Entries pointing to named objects

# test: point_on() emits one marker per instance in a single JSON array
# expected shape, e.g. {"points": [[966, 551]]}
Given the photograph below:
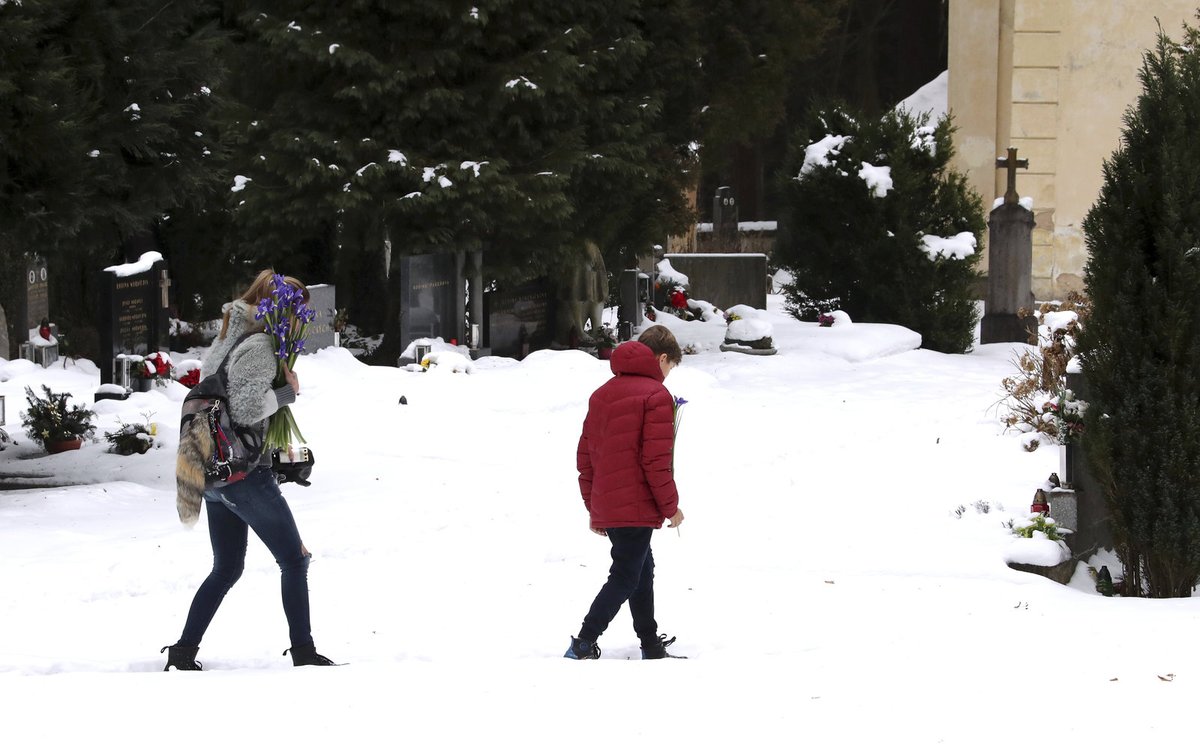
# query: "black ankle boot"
{"points": [[307, 655], [181, 657], [654, 649]]}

Exercise description
Rewrite every line of the material above as a numbered list, skipping any blank lines and leaving the pictures out.

Answer to this exercise
1. # test: point_on() emits one marker per instance in a single JSON array
2. # expected shape, e.g. {"points": [[966, 551]]}
3. Given the photograph below:
4. # query: "black ankle boot"
5. {"points": [[307, 655], [181, 657], [654, 649]]}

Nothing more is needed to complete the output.